## Text provided
My childhood home was the wild forests and mossy cliffs of the San Juan Islands in the American Pacific Northwest. Living without TV or many modern amenities, I spent a great deal of my childhood alone in the woods, dancing with leaves, stalking deer and vultures, and collecting bones which I would reassemble at home. I carry this island wild child in my heart as I travel the globe, searching for the resonance of that primal dance.
I am an interdisciplinary visual artist and performance maker - the stage and show are the aesthetic and psychological compass by which I approach my craft, a holy space wherein dreams are made manifest. I am interested in physical theater, or dance, which does not make use of verbal language, but instead locates its communicative power in the body and the performer’s active imagination - framed by a painter’s orientation towards composition, light, color, texture, layering, and a particular attunement to a bedrock spaciousness and emptiness. These dance investigations explore primarily non-human subject matter - animals both living and extinct, ghostly entities, and natural phenomena like volcanic eruptions and the night sky - exploring themes of illusion, desire, deep time, nature’s infinite beauty, and the primordial stories written in the human body.
My performance work fuses training in Japanese butoh theater with an ongoing relationship to Southeast Asian performing arts. Since receiving a Darmasiswa scholarship to study at the Arts Institute of Indonesia in 2012, and during the course of a low-residency MFA in Interdisciplinary Art from 2014 - 2017, my work has been based in the Indonesian archipelago. I work closely with Indonesian and international artists, facilitating encounters between contemporary practice and tradition, and rigorously engaging the potentials and complexities of cross-cultural performance making.
My new work, under the umbrella title Prehistoric Body Theater, investigates the potential of employing the latest paleontological models to tell epic tales from the prehistoric record and the cladographic Tree of Life with the human body. This work will pursue unique collaborative opportunities between biological scientists, butoh artists, and Indonesian dancers. By taking up the pre-human world as our subject matter, I aim to unveil new potentials in trans-cultural and trans-disciplinary knowledge sharing and creative dialog.

## Activity
For each of statements (a), (b) and (c), state whether it agrees with the artist statement, answering yes or no and quoting the words from the artist statement that decide it. (a) The writer grew up watching television. (b) The writer received a Darmasiswa scholarship to study at the Arts Institute of Indonesia in 2012. (c) The writer's dance investigations explore mainly human subject matter.

## Data shown
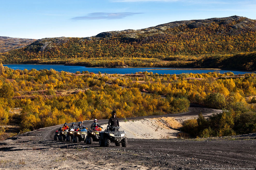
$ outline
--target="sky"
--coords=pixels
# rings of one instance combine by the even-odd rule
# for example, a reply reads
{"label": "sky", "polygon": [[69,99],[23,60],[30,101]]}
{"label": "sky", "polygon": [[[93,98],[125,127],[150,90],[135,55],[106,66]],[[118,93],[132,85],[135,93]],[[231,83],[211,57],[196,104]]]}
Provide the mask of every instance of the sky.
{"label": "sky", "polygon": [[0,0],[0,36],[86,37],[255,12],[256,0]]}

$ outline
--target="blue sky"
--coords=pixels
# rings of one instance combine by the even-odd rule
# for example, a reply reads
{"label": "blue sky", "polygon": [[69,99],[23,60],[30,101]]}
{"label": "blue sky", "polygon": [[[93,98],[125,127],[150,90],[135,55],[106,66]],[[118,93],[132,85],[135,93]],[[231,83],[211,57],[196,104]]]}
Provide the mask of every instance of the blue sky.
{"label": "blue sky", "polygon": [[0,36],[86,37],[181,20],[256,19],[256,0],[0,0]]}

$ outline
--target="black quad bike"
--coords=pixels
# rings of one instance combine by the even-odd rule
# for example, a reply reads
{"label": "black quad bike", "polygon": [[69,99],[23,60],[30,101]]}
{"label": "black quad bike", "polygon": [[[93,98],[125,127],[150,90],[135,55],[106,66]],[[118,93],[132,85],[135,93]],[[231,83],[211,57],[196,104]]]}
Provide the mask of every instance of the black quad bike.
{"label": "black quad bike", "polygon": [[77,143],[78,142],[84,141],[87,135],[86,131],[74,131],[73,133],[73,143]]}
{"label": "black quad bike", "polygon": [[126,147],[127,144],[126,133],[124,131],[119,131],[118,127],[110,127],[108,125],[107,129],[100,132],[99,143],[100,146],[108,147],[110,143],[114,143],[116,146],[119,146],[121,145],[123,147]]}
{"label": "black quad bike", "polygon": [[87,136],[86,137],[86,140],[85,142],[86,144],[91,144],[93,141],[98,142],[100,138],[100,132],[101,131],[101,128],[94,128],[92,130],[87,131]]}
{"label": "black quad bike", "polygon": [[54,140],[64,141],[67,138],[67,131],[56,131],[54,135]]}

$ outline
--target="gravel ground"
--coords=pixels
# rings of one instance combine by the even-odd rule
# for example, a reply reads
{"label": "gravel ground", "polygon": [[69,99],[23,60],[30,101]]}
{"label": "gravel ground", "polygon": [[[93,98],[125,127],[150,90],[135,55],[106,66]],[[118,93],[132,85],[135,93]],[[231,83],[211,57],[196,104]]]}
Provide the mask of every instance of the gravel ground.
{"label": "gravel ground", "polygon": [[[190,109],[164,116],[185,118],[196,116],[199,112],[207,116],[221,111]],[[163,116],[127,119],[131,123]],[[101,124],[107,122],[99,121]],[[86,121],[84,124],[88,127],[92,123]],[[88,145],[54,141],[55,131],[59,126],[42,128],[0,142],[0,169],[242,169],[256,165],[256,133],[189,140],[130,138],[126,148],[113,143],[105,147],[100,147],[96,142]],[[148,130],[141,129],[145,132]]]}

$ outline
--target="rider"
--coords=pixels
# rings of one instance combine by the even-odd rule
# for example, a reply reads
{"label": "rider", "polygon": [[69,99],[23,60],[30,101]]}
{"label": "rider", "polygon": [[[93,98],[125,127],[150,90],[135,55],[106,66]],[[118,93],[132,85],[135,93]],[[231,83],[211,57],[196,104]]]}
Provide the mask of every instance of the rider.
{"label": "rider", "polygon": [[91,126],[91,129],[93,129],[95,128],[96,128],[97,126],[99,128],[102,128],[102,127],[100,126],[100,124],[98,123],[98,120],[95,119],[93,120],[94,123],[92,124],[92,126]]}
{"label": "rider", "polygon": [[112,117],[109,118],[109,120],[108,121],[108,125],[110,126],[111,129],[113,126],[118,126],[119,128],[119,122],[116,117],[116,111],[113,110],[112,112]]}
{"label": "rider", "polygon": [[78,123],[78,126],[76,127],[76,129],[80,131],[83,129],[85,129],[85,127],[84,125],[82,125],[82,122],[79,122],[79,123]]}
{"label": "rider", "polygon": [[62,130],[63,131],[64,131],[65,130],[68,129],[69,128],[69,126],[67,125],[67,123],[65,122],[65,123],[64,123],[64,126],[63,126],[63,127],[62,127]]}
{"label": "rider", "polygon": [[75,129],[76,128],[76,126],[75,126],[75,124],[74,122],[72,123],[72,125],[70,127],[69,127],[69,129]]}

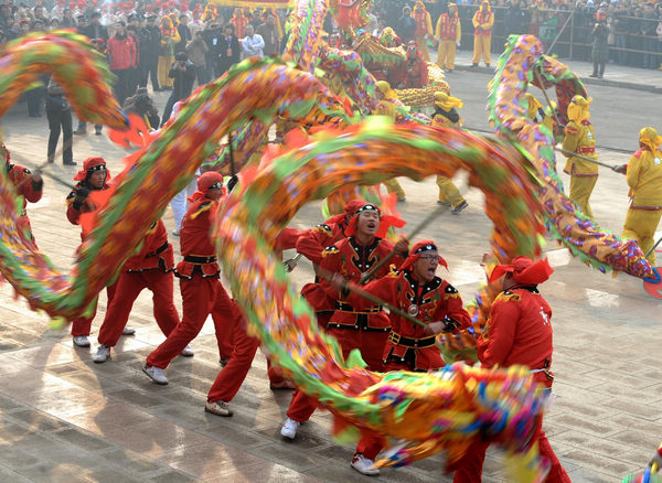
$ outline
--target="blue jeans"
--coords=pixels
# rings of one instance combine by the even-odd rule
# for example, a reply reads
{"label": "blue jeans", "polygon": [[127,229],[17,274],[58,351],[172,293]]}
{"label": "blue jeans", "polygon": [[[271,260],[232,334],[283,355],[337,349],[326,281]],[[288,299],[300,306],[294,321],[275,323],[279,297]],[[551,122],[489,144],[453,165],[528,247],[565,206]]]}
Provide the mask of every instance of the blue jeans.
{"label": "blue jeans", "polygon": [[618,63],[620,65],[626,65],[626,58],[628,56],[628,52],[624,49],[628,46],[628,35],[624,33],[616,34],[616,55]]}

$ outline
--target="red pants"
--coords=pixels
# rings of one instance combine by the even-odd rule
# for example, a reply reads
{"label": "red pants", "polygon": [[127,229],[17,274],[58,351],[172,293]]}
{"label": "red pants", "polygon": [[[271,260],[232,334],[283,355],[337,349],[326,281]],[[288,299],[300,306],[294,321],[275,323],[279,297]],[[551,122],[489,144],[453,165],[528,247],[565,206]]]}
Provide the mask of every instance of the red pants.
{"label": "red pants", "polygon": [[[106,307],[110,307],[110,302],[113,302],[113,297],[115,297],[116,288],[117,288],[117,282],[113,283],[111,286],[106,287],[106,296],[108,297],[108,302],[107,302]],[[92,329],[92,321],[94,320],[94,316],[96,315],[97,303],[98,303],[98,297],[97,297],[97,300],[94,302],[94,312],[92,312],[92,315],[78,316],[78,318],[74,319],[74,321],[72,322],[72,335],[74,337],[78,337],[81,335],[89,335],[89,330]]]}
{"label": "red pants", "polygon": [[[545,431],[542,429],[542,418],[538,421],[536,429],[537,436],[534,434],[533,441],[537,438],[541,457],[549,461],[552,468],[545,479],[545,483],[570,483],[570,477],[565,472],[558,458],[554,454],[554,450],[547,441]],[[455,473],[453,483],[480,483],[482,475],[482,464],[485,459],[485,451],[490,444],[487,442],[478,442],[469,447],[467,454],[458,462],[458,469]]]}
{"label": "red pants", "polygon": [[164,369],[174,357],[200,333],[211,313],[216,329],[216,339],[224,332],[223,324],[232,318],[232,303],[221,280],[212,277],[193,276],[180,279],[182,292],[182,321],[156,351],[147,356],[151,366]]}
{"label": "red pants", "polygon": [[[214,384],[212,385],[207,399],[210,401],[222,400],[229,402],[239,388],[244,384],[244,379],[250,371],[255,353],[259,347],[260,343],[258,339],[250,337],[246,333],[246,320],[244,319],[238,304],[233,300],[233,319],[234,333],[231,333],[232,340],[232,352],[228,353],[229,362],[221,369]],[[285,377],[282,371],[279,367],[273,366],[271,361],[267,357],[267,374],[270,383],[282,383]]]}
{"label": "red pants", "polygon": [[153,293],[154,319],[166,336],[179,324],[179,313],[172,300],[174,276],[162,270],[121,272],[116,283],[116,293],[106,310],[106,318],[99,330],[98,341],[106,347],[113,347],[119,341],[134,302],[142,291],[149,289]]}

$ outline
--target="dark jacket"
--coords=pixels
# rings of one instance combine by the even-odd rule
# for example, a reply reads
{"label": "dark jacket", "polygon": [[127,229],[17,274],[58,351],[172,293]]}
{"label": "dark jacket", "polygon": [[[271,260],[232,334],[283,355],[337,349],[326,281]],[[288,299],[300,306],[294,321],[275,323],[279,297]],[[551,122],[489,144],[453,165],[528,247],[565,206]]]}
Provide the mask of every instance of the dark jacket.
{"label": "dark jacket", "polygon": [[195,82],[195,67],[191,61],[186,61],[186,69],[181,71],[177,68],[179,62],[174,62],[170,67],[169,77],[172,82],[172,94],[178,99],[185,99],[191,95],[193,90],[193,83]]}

* * *

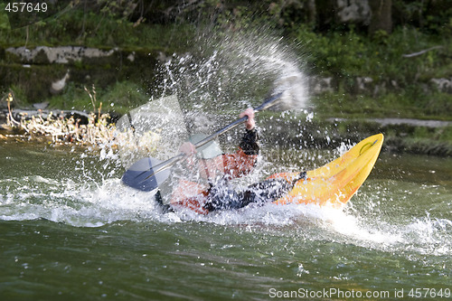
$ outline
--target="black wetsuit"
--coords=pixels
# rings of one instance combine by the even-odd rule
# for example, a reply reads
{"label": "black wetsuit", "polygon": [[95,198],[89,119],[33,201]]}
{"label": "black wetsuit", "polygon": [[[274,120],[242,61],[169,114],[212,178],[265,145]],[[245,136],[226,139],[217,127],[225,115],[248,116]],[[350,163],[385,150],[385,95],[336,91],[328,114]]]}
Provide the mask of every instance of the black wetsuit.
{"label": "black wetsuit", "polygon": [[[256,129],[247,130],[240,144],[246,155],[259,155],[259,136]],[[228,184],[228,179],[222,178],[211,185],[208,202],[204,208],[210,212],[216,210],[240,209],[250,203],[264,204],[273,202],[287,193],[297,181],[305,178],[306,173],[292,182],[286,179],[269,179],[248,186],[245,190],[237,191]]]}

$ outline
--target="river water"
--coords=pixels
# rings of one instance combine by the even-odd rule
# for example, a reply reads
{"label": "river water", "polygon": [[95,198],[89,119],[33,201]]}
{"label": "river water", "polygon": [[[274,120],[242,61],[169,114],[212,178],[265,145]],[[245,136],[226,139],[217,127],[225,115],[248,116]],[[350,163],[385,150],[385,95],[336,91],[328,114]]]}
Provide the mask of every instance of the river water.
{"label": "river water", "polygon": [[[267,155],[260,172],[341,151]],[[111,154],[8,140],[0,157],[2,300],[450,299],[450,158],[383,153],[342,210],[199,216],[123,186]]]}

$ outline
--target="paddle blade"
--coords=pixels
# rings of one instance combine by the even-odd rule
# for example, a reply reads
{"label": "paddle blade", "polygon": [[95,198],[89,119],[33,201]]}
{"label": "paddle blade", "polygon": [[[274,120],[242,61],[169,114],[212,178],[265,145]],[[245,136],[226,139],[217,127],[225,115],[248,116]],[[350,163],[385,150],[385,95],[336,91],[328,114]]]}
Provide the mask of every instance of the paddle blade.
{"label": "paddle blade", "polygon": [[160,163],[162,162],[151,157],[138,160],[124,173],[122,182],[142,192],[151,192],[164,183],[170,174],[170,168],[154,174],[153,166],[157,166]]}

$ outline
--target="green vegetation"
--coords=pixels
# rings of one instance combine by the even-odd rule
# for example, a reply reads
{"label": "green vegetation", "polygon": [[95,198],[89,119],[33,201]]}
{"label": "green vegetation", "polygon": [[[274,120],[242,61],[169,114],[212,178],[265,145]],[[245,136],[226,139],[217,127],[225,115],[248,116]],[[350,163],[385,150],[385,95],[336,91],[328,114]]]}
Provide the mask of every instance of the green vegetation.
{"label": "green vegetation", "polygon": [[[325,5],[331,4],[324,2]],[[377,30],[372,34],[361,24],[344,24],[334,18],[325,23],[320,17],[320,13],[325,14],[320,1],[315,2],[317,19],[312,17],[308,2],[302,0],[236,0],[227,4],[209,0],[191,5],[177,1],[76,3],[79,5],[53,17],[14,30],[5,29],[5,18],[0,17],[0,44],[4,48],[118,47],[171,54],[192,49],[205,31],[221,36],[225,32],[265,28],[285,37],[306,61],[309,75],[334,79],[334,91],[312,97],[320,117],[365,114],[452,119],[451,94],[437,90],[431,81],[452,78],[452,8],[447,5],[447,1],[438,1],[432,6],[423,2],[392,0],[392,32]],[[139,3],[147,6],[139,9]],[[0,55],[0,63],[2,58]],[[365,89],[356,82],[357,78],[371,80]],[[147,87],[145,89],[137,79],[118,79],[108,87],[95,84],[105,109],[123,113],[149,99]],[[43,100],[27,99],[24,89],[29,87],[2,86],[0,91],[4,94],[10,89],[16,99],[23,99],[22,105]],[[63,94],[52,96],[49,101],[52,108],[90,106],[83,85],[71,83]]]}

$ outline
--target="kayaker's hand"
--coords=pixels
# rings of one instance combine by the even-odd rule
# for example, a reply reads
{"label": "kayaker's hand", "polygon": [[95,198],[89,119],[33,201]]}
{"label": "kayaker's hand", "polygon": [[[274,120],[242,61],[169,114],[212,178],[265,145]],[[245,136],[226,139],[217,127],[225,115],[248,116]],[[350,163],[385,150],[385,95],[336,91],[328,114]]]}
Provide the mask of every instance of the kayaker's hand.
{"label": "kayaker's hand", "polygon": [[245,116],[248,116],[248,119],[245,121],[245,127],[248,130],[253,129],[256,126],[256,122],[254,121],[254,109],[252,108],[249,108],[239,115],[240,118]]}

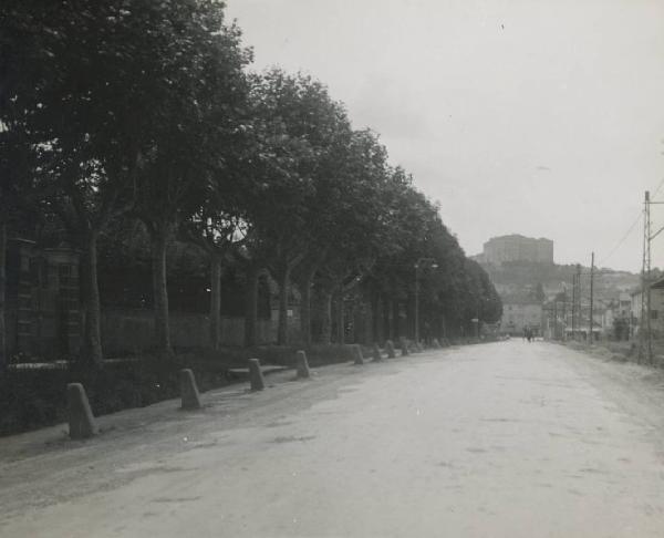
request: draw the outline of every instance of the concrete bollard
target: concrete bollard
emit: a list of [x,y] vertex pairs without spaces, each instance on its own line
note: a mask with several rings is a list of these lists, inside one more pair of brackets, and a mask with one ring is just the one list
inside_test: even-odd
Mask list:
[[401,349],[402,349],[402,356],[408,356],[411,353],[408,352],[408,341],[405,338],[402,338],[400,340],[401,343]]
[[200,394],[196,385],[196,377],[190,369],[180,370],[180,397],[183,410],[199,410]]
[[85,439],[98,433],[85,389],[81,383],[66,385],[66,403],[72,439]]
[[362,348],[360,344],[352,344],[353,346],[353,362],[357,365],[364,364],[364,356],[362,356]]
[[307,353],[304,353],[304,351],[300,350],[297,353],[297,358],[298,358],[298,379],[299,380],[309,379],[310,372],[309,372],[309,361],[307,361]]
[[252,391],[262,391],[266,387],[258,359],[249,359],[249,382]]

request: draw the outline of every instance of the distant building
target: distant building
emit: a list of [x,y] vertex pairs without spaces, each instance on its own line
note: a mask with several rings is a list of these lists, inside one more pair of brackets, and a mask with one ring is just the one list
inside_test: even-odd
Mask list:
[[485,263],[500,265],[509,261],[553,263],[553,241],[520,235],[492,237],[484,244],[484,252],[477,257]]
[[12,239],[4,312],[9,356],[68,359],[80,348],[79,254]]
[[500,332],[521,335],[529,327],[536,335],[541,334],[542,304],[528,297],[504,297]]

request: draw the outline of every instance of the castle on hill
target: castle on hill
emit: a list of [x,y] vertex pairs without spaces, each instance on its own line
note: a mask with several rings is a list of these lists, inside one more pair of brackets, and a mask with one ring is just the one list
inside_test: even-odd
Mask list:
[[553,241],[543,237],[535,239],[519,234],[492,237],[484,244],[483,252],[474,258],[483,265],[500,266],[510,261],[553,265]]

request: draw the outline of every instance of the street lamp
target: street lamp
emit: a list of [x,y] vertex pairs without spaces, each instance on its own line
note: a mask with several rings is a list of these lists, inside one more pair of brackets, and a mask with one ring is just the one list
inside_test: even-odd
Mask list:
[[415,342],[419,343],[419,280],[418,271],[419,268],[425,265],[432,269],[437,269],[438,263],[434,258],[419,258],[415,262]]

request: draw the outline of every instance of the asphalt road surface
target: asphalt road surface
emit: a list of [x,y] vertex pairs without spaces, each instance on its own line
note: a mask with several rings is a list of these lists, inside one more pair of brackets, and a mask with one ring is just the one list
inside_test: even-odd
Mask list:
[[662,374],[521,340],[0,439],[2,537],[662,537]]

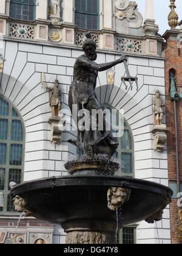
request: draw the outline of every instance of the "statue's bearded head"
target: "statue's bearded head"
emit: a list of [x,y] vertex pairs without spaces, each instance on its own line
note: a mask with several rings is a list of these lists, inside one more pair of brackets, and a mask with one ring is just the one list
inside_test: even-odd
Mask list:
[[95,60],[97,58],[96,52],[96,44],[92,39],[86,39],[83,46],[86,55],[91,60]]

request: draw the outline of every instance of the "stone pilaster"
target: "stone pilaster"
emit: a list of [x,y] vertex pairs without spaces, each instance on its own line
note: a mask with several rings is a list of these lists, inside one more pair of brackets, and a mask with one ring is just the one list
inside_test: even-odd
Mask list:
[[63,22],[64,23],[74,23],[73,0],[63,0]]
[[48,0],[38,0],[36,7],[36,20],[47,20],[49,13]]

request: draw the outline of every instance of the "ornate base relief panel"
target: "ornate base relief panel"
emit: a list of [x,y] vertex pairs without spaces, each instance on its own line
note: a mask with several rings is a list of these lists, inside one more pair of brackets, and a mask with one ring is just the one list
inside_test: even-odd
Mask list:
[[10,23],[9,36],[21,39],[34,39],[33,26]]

## Exercise result
(a) No: "Living without TV or many modern amenities"
(b) Yes: "Since receiving a Darmasiswa scholarship to study at the Arts Institute of Indonesia in 2012"
(c) No: "These dance investigations explore primarily non-human subject matter"